* **Records from a data collection**

——

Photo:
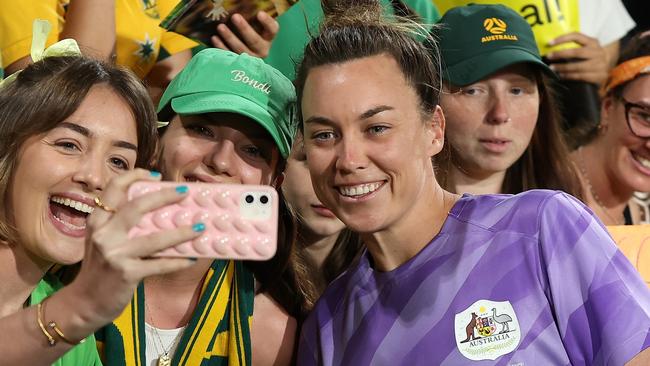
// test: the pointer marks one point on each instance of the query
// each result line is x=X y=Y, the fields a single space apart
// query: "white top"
x=168 y=337
x=606 y=20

——

* **Assignment**
Whenever a line above includes "each", copy it in full.

* **Task result**
// test: the pointer marks one point on each instance of the query
// each result line is x=X y=Y, the fields a single space apart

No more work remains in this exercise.